▶ _Directive 1_
Answer these questions from the passage on Singapore and Malawi:
(a) In what year did Malawi gain its independence from Britain?
(b) According to the quoted defense of Lee's leadership style, what does the exuberance of democracy lead to?
(c) Which people did the despot insult as naked?

========

Singapore attained its independence from Malaysia in 1959—five years before Malawi got hers from Britain in 1964—impoverished and in need of political and economic direction. But while Lee took his country on a trajectory of development from an impoverished nation to an economic giant in the world, Malawi (and many African countries that got their independence around the same time) were being dragged on a different path: to eternal poverty.

Perhaps Lee’s dictatorship was the heavy price his people had to pay for the leadership direction that brought them development. Curiously, he was not shy to defend his leadership style, reportedly saying: “The exuberance of democracy leads to undisciplined and disorderly conditions which are inimical to development.”

While Malawi had no democracy or change of government to write home about or an internal opposition and a critical press to be proud of, that did not translate to development from 1964 until 1994—even up to now.

Instead, while Lee was transforming his country as he crushed a dissenter here or muzzled the press there, Malawi was under the ruthless hand of a despot who was given to boast about Malawi’s supposed star rating among the international financial institutions that translated into zero-development. The people of Mwanza and Neno, whom he insulted as literary naked, are now clothed but their threadbare attires are barely clinging to their malnourished bodies.

Fifty years after that supposed independence, we are far from developed and still dependent on the mood swings of our development partners.

========

▶ _Directive 2_
Shift every coordinate in the answers by adding 80 to each number. Then write out again, requests included, the part of the entries that runs from the start of the entries through the line containing "(1075, 197)", and leave the picture out.

========

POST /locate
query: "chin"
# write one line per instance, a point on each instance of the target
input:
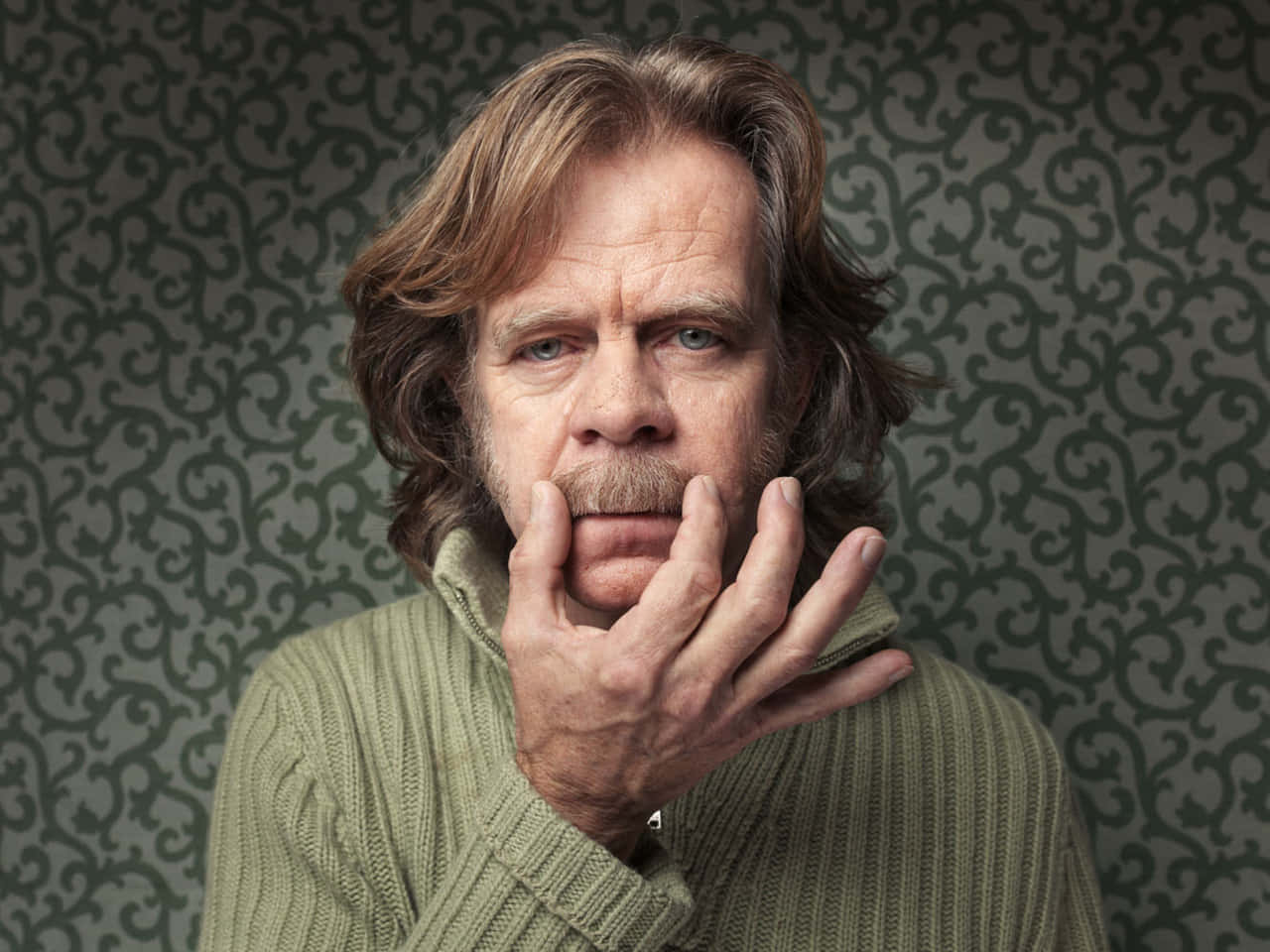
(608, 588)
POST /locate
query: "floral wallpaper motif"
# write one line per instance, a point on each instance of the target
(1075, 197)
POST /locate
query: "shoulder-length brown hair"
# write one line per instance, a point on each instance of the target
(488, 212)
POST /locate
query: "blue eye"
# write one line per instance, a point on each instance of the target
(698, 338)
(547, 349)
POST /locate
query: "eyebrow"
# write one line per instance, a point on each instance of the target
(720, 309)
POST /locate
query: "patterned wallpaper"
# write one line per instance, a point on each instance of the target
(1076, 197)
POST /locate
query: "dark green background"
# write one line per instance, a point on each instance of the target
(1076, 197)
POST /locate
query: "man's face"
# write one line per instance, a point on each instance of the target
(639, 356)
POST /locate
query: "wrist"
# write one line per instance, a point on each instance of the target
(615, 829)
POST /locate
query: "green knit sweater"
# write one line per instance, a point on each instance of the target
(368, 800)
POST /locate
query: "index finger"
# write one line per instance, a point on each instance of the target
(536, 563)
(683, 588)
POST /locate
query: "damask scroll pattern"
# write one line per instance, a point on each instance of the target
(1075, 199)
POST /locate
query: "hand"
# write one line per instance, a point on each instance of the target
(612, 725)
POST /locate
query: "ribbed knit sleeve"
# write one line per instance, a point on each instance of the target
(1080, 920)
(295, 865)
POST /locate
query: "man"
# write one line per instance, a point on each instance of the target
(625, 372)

========

▶ _Finished answer 1_
(a) 1964
(b) Undisciplined and disorderly conditions that are inimical to development
(c) The people of Mwanza and Neno

▶ _Finished answer 2_
POST /locate
query: "chin"
# write one line per instance, a point on each instance of the target
input:
(688, 668)
POST /locate
query: "floral wallpaper motif"
# write one line per instance, a point on each instance of the target
(1155, 277)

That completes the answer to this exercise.